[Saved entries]
Start of Block
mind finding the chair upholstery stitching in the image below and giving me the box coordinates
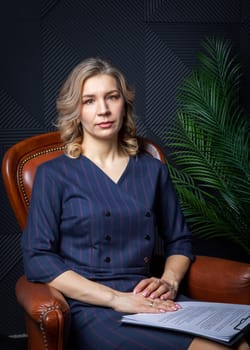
[18,146,65,208]
[39,305,61,350]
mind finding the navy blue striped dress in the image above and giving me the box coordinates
[22,153,194,349]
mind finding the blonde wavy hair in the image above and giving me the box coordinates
[56,57,139,158]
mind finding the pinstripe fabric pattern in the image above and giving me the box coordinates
[22,153,193,349]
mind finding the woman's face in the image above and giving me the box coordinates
[80,74,125,142]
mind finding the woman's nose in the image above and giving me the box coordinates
[97,99,109,115]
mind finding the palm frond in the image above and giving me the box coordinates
[165,36,250,255]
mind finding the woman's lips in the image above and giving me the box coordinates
[97,121,113,128]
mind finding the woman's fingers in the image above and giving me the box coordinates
[160,287,177,300]
[145,298,181,312]
[145,279,177,299]
[115,291,181,314]
[141,278,162,297]
[133,277,178,300]
[133,278,152,294]
[134,277,165,295]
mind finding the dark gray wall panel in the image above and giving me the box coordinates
[145,0,240,22]
[41,0,145,122]
[145,24,189,147]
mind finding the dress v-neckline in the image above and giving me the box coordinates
[81,155,132,185]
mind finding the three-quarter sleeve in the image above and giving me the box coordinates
[22,163,70,282]
[155,162,194,261]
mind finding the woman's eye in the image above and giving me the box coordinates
[108,94,120,100]
[83,99,94,105]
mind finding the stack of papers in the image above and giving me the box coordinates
[121,301,250,345]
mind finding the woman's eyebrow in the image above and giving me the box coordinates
[106,89,120,94]
[82,94,95,98]
[82,89,119,98]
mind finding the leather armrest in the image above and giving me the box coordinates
[16,275,70,350]
[16,275,70,321]
[185,255,250,304]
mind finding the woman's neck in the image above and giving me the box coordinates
[82,136,124,166]
[81,137,129,183]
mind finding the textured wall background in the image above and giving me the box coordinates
[0,0,249,336]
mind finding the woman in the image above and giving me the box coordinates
[22,58,249,350]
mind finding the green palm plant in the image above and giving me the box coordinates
[165,36,250,255]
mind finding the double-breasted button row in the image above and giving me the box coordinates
[103,211,111,263]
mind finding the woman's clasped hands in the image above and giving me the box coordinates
[113,277,181,314]
[133,276,181,313]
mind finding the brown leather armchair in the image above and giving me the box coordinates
[2,131,250,350]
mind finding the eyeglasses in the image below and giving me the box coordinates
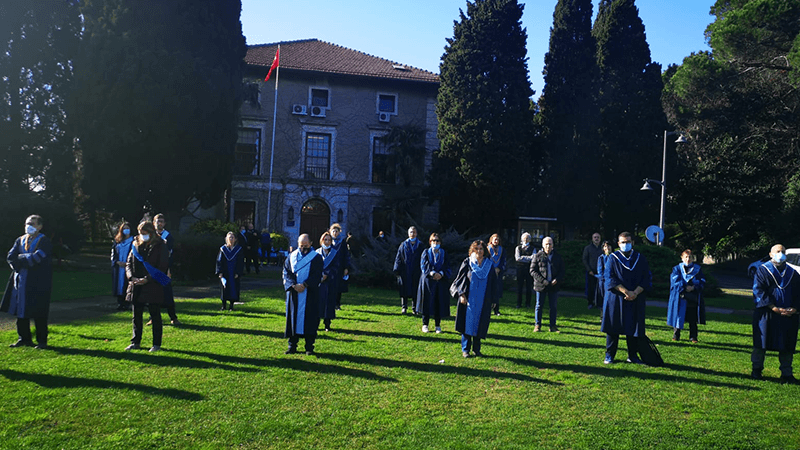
[430,239,440,242]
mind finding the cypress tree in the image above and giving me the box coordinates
[538,0,599,232]
[435,0,538,232]
[593,0,667,235]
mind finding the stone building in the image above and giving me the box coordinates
[230,39,440,242]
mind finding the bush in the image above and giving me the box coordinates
[188,219,239,236]
[270,233,288,251]
[0,192,83,259]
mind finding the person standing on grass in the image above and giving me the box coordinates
[596,241,613,322]
[330,223,350,311]
[530,236,565,333]
[416,233,451,334]
[600,232,651,365]
[216,232,244,311]
[151,213,180,326]
[317,232,340,332]
[393,226,423,315]
[244,223,261,275]
[260,229,272,266]
[582,232,604,309]
[2,215,53,349]
[111,222,135,311]
[667,249,706,343]
[751,244,800,383]
[284,234,323,355]
[453,240,498,358]
[514,232,535,309]
[487,234,506,316]
[125,221,170,353]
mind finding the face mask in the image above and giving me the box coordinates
[432,243,440,250]
[619,242,632,252]
[123,229,131,236]
[773,252,787,264]
[322,244,331,250]
[25,225,37,235]
[140,234,151,242]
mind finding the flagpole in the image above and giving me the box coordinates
[266,45,279,232]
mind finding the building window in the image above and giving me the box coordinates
[243,82,260,109]
[304,133,331,180]
[372,136,395,184]
[337,209,344,223]
[311,88,329,108]
[235,128,260,176]
[233,200,256,227]
[377,93,397,114]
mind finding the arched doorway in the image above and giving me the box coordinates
[300,198,330,244]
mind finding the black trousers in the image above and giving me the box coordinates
[133,303,162,347]
[516,266,533,307]
[17,317,48,345]
[244,251,260,273]
[605,334,639,360]
[288,333,316,352]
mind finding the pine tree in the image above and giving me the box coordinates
[593,0,667,236]
[435,0,538,232]
[72,0,246,222]
[538,0,599,232]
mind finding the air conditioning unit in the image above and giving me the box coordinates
[310,106,326,117]
[292,104,307,115]
[378,112,391,123]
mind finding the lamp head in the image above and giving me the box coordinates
[640,180,654,191]
[675,134,687,144]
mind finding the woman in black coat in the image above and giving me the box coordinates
[125,221,169,353]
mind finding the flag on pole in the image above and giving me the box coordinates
[264,47,280,81]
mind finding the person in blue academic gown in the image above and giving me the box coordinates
[330,223,350,310]
[111,222,135,311]
[317,232,340,332]
[283,234,323,355]
[2,215,53,349]
[666,249,706,342]
[751,244,800,383]
[393,226,423,314]
[595,241,612,321]
[216,232,244,311]
[153,213,180,325]
[601,232,652,365]
[453,240,498,358]
[416,233,451,333]
[487,234,506,316]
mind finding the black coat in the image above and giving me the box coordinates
[529,250,565,292]
[126,239,169,305]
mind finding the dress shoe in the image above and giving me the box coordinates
[34,344,49,350]
[149,346,161,353]
[474,351,484,357]
[550,327,560,333]
[125,343,141,351]
[9,340,34,348]
[751,369,763,380]
[780,375,798,385]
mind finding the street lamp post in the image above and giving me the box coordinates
[640,130,687,246]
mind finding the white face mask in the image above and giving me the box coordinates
[322,244,331,250]
[773,252,787,264]
[25,225,37,235]
[431,243,440,250]
[123,228,131,236]
[619,242,632,252]
[140,234,151,242]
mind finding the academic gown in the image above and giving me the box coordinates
[393,238,423,298]
[488,246,506,299]
[753,262,800,351]
[453,257,497,338]
[601,250,652,337]
[416,248,451,318]
[158,229,175,309]
[596,254,610,300]
[111,237,134,296]
[333,236,350,294]
[666,263,706,329]
[317,246,340,320]
[216,245,244,301]
[283,249,323,337]
[2,234,53,319]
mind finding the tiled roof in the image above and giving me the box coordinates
[246,39,439,84]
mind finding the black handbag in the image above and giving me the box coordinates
[638,335,664,367]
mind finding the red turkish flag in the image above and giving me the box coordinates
[264,48,279,81]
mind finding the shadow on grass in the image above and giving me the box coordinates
[499,356,757,390]
[177,323,284,339]
[0,369,204,401]
[51,346,260,373]
[317,353,560,385]
[175,309,280,320]
[168,349,396,382]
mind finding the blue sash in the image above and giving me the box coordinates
[116,237,134,295]
[317,247,338,269]
[290,249,316,334]
[427,248,444,271]
[611,250,640,271]
[763,261,794,290]
[679,263,699,283]
[489,246,503,268]
[131,244,171,286]
[465,257,492,335]
[221,245,241,261]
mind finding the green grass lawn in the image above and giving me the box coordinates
[0,267,111,302]
[0,286,798,449]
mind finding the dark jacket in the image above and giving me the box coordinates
[582,243,603,274]
[126,238,169,305]
[530,249,565,292]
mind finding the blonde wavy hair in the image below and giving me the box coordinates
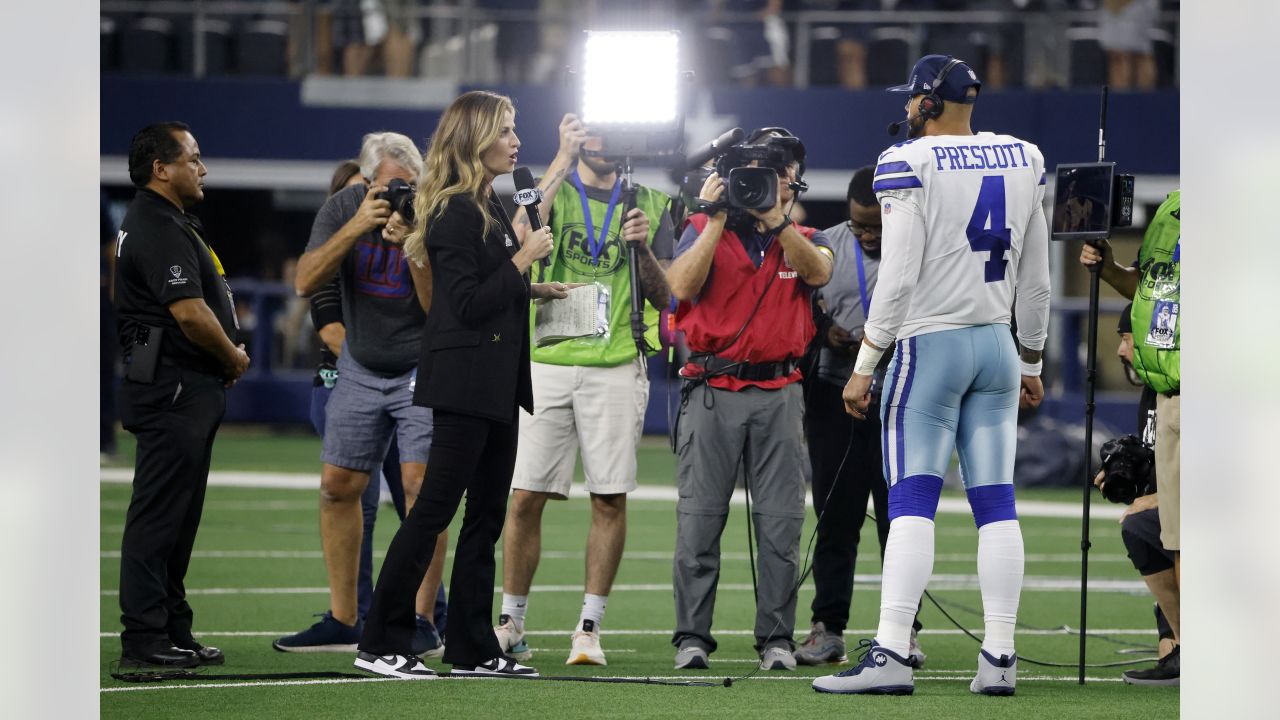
[405,91,515,265]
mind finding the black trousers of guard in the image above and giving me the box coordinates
[360,409,516,665]
[118,364,225,656]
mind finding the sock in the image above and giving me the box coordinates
[976,519,1024,657]
[579,593,607,628]
[876,516,935,657]
[501,594,528,626]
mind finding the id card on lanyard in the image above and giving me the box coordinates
[569,170,622,269]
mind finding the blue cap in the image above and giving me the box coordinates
[887,55,981,103]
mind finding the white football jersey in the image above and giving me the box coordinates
[863,131,1051,352]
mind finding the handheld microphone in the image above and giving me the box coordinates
[511,166,548,269]
[686,127,745,169]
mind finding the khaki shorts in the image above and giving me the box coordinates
[512,360,649,499]
[1155,393,1180,551]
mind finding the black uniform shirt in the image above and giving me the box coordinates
[115,188,238,376]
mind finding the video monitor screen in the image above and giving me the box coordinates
[1051,162,1114,242]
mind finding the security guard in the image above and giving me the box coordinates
[114,122,249,669]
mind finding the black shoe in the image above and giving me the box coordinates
[119,646,200,669]
[173,636,226,665]
[1122,645,1179,686]
[452,655,539,677]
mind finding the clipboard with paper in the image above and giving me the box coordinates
[533,283,610,347]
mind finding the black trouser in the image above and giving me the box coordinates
[118,364,225,656]
[804,380,891,635]
[360,409,517,665]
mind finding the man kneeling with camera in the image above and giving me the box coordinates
[1094,305,1178,686]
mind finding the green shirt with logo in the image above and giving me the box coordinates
[1130,190,1180,394]
[532,178,673,367]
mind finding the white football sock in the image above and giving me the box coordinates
[579,593,607,628]
[501,594,528,625]
[876,516,935,657]
[977,519,1024,657]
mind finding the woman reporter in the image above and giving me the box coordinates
[355,90,567,679]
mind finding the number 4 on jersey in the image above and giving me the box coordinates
[967,175,1012,283]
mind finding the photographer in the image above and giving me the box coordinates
[1079,190,1180,590]
[1093,305,1179,686]
[276,132,442,654]
[497,118,674,666]
[665,128,833,672]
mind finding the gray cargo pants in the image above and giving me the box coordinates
[671,381,807,654]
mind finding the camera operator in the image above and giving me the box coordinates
[277,132,442,654]
[665,128,833,672]
[1079,190,1180,590]
[115,122,249,669]
[1092,304,1179,685]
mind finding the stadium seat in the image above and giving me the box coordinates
[1066,28,1106,87]
[237,18,290,76]
[176,18,234,76]
[697,27,736,86]
[1151,28,1177,87]
[101,16,119,71]
[807,25,842,87]
[120,16,175,74]
[866,29,913,87]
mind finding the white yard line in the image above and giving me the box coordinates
[101,469,1121,520]
[99,627,1156,638]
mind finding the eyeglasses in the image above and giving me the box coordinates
[849,221,882,239]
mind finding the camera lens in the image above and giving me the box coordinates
[727,167,777,210]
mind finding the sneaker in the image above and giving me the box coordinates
[412,614,445,659]
[566,619,606,666]
[673,644,710,670]
[354,651,438,679]
[452,655,539,677]
[908,628,927,669]
[811,639,914,695]
[794,622,847,665]
[494,614,533,662]
[1122,645,1179,687]
[273,611,361,653]
[970,649,1017,696]
[759,645,796,671]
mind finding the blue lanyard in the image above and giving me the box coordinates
[854,237,870,318]
[569,170,622,266]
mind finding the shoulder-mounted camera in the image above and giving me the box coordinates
[1097,434,1155,505]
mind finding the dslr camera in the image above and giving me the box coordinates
[379,177,416,225]
[1097,434,1155,505]
[686,127,807,212]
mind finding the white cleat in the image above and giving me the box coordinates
[566,619,607,666]
[970,649,1017,696]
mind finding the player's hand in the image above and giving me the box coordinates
[621,208,649,245]
[698,172,727,218]
[519,226,554,262]
[826,324,857,355]
[1119,493,1158,522]
[1019,374,1044,410]
[1078,239,1113,269]
[557,113,588,158]
[350,184,391,235]
[225,343,250,387]
[382,212,411,244]
[842,373,873,420]
[532,281,570,299]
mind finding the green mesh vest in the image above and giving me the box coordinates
[1130,190,1180,394]
[531,181,670,367]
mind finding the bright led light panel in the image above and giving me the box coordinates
[581,31,679,126]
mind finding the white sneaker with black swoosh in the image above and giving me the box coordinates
[451,655,539,677]
[354,651,438,679]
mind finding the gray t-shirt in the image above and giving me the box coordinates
[305,184,425,376]
[816,221,881,389]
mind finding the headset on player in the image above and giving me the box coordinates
[888,56,977,136]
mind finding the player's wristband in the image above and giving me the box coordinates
[853,342,886,376]
[1019,359,1043,377]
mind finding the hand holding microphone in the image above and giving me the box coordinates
[512,166,551,269]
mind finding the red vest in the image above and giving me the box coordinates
[676,213,819,391]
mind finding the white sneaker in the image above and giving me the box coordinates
[970,649,1016,696]
[908,628,927,668]
[494,614,532,661]
[811,639,914,695]
[354,651,438,679]
[759,646,796,671]
[452,655,539,677]
[566,619,606,666]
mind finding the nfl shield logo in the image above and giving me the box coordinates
[884,203,892,215]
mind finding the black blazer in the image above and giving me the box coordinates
[413,191,533,424]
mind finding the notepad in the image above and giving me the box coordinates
[533,284,610,347]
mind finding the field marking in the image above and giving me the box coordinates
[97,549,1132,564]
[100,469,1121,521]
[101,674,1123,693]
[98,627,1157,639]
[98,575,1147,596]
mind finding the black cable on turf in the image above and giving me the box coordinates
[923,591,1154,651]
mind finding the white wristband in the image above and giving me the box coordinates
[853,342,886,376]
[1019,359,1043,377]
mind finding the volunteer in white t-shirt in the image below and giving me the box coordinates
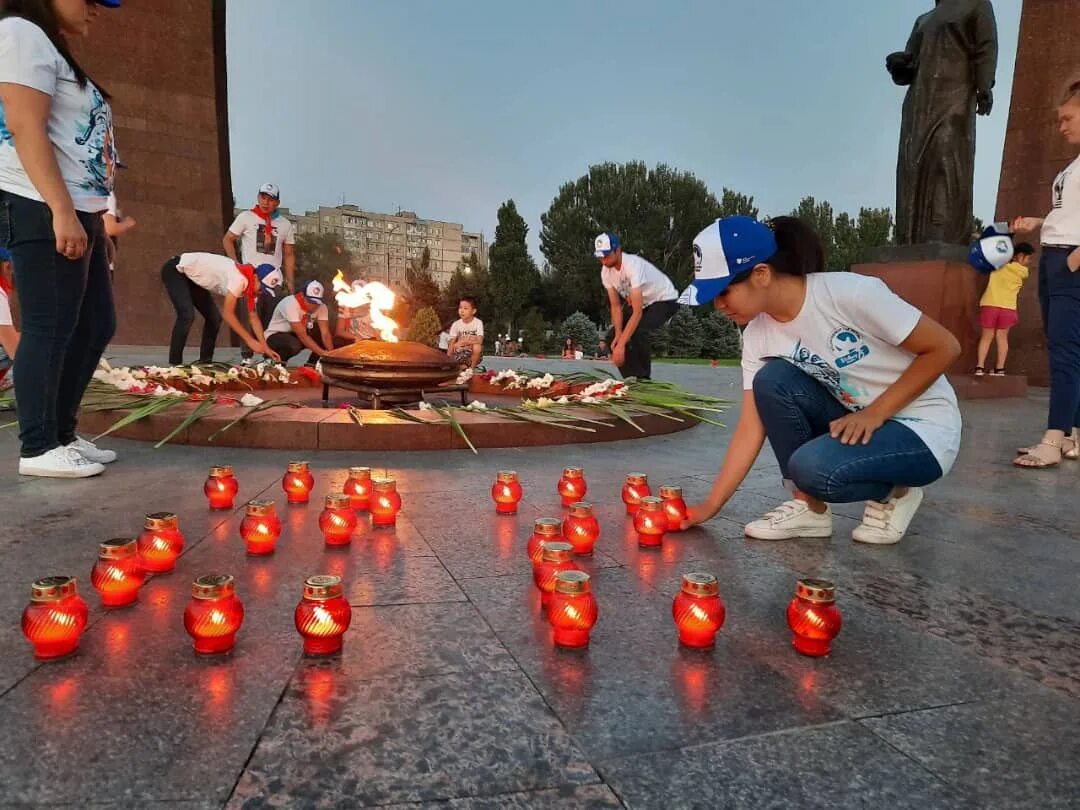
End of Block
▶ **What the task asks**
Beginning at the line with "mind finding the hand holding", reproduce each line exactly through the last line of the records above, with pictures left out.

▶ **Task output**
mind finding the hand holding microphone in the image above and giving me the box coordinates
[512,166,551,269]
mind finding the red vest in the image above and giving me the box coordinates
[676,213,819,391]
mind finding the white sneaker in the image above and giving me the box coordinates
[970,649,1016,696]
[908,628,927,668]
[494,614,532,661]
[811,639,914,695]
[354,651,438,679]
[759,646,796,671]
[452,655,539,677]
[566,619,606,666]
mind finding the nfl shield logo in the image above and giving me the box coordinates
[884,203,892,215]
mind finding the black blazer in the image above and giving me the box coordinates
[413,191,533,424]
mind finding the notepad in the image above and giving me the box coordinates
[533,284,610,347]
mind finding the field marking in the image above and giving me the box coordinates
[97,549,1132,564]
[100,469,1121,521]
[101,674,1123,693]
[98,627,1157,639]
[98,575,1147,596]
mind finding the black cable on turf in the image above and giving me the box coordinates
[923,591,1154,651]
mind finding the white wristband in the image above and giving me the box coordinates
[853,342,886,376]
[1019,359,1043,377]
mind finding the volunteer in white t-shirt in the image below and giving me the box coordinates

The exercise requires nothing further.